▶ WORK REQUEST A
Reproduce a passage from the poetry blog post word for word, starting at the words "Recently I met" and ending after the words "them to grow.".
▶ WORK REQUEST B
Go on with the poetry blog post, picking up after its final sentence.

▶ EXERCISE PASSAGE

####################

Mentors, and Poetry That Inhales You

Mentors, and Poetry That Inhales You
By: Sara Ries Dziekonski
Blog #10
1/28/2020
 
That shirt-grabbing kind of poetry that consumes you, takes your breath away, perhaps even performs surgery on you—that’s the poetry I crave, and the kind I strive to write.
 
I remember advice my first writing mentor, Richard Robison, gave about writing: locate the strongest line of your poem and then try to make all the other lines just as powerful. Of course, with any writing, there will always be the lines that punch a little harder, but I found that to be really good advice and it’s something I work towards when I’m revising. I adore poems that yank the reader into them right away, with as few words as possible, poems with plenty of stunning lines that you have no choice but to stay until the closing line. Those are the poems that beg to be read again and again. Here’s a tiny poem I wrote one night last week about this kind of poetry:
 
Stunning
 
Poetry inhales you
By the shirt collar
Fiercely. Loving.

Recently I met with Gianna Russo, my mentor through Creative Pinellas. It is so important for writers to receive feedback on their creative work and I am so grateful for Gianna’s sharp eye. I remember how a poet-peer in grad school expressed her excitement to receive feedback on her poems in response to a student who didn’t enjoy constructive criticism. The student who welcomed feedback exclaimed, You’re helping me make my babies stronger! Our poems really are our babies, and I think it’s important to not be too attached to them so that we allow them to grow.
 
For my creative project for Creative Pinellas, I am working on a collection of poems on motherhood and aging and one of the poems is called “Drumbeat Kicks.” The previous version was titled “Letter to My unborn Son.” Gianna suggested that a phrase in the poem be the title as well as rearranging the opening stanzas. I took her suggestions and now the poem pulls the reader in faster and more in that shirt-grabbing kind of way. I am always amazed by how a switch of a stanza, word change, or even a punctuation mark can transform an entire poem.

####################

▶ MATERIAL SUPPLIED
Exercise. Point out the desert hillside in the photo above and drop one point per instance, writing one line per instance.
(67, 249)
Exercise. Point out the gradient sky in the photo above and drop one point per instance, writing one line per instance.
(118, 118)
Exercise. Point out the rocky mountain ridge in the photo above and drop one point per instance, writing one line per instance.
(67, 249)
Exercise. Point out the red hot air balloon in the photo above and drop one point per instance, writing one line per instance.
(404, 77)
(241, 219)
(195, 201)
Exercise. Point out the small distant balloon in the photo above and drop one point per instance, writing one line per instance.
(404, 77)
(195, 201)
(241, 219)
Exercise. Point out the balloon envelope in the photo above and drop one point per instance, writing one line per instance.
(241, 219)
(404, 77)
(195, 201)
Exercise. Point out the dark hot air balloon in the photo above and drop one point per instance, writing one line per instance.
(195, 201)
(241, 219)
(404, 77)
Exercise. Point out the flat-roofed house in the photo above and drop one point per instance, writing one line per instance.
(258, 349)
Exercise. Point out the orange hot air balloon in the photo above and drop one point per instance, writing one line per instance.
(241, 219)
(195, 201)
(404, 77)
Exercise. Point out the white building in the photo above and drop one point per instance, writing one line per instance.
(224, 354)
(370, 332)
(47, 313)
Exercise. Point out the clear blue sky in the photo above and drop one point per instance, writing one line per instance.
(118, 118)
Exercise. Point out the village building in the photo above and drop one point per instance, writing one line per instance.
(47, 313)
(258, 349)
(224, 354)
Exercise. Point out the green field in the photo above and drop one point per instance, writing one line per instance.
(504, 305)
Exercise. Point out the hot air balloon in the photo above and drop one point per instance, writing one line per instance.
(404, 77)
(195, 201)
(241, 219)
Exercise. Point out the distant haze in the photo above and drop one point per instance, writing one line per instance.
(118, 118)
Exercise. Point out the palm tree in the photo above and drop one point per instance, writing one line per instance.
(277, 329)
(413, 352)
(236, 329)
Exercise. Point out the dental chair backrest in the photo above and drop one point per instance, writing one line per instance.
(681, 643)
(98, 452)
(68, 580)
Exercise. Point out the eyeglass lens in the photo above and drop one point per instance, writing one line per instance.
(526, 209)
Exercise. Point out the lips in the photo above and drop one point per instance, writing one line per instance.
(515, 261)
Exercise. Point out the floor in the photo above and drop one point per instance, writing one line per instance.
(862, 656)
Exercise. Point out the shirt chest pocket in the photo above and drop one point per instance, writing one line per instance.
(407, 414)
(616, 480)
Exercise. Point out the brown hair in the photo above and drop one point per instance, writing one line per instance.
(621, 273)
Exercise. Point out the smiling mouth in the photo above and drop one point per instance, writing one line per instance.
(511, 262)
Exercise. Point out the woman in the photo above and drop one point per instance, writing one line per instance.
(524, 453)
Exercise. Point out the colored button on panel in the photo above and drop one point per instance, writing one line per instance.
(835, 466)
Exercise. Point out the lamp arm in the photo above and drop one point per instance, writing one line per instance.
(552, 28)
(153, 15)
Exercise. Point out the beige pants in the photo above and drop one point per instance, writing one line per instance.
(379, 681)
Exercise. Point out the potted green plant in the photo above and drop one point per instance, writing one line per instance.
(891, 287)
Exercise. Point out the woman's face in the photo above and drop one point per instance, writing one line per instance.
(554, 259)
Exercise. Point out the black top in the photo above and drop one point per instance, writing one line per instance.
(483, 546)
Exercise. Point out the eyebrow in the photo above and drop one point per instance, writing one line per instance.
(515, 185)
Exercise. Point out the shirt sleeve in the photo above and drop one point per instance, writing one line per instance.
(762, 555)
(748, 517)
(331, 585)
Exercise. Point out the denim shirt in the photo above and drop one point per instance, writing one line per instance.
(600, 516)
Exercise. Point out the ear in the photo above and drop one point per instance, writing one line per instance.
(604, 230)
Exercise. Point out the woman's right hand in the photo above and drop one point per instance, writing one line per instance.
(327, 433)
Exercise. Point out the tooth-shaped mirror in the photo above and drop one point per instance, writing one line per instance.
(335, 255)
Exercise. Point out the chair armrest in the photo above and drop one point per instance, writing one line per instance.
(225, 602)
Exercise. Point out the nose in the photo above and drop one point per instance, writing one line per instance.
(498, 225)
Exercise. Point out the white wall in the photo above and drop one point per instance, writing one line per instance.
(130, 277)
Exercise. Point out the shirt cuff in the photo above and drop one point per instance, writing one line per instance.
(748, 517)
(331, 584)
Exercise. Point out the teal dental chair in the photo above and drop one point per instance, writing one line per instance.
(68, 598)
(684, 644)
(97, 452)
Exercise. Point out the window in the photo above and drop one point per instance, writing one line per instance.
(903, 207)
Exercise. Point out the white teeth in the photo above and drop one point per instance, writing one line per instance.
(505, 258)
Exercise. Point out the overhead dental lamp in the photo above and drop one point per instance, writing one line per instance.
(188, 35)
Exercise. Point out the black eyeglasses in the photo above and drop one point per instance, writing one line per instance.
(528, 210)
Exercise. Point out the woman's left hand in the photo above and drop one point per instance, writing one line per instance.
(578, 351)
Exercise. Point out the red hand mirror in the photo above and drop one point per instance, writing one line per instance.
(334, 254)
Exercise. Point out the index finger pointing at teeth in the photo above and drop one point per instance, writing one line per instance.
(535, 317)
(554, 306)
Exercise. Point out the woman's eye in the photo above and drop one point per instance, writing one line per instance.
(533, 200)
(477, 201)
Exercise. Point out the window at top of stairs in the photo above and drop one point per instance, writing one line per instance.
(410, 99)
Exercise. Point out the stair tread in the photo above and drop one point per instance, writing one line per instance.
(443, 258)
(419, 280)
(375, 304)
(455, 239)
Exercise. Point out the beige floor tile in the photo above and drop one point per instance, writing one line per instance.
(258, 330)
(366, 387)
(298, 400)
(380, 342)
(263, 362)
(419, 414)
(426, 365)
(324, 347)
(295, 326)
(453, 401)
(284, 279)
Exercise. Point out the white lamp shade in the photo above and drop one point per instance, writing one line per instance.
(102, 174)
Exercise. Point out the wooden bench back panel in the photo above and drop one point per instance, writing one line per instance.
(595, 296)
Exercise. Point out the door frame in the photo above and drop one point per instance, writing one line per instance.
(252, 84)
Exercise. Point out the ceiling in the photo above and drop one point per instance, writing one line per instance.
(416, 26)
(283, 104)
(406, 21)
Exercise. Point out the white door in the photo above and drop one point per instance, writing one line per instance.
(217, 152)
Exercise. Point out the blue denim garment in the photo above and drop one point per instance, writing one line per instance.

####################

▶ EXERCISE RESPONSE A
Recently I met with Gianna Russo, my mentor through Creative Pinellas. It is so important for writers to receive feedback on their creative work and I am so grateful for Gianna’s sharp eye. I remember how a poet-peer in grad school expressed her excitement to receive feedback on her poems in response to a student who didn’t enjoy constructive criticism. The student who welcomed feedback exclaimed, You’re helping me make my babies stronger! Our poems really are our babies, and I think it’s important to not be too attached to them so that we allow them to grow.

▶ EXERCISE RESPONSE B
 
I’ll end by sharing the first few stanzas of the most recent version of “Drumbeat Kicks”:
 
Drumbeat Kicks
 
Because you make music
in my womb
with your drumbeat kicks,
and before I could feel them
I watched on the screen as you did flips
and twists like a swimmer-gymnast
 
(and because once, during our many swims,
when the sunlight revealed the water’s secrets,
I saw that a school of fish was swimming
beneath you),
 
I already know you will soar headfirst
into this beautiful and bizarre world,
boy who wears the bird
in his hair like a crown,
butterfly thoughts
springing from his head.
….
 
And, in case you’re curious, here are the opening stanzas from the previous draft:
 
Letter to My Unborn Son
 
I already know you will be the baby
soaring headfirst into this beautiful
and bizarre world,
boy who wears the bird
in his hair like a crown,
butterfly thoughts
springing from his head.
Because you make music
in my womb
with your drumbeat kicks,
and before I could feel them
I watched on the screen as you did flips
and twists like a swimmer-gymnast.
(And because once, during our many swims,
when the sunlight revealed the water’s secrets,
I saw that a school of fish was swimming
beneath you.)
 
 
 
Thank you for reading, and thank you to all the all the people who offer suggestions to make our babies stronger.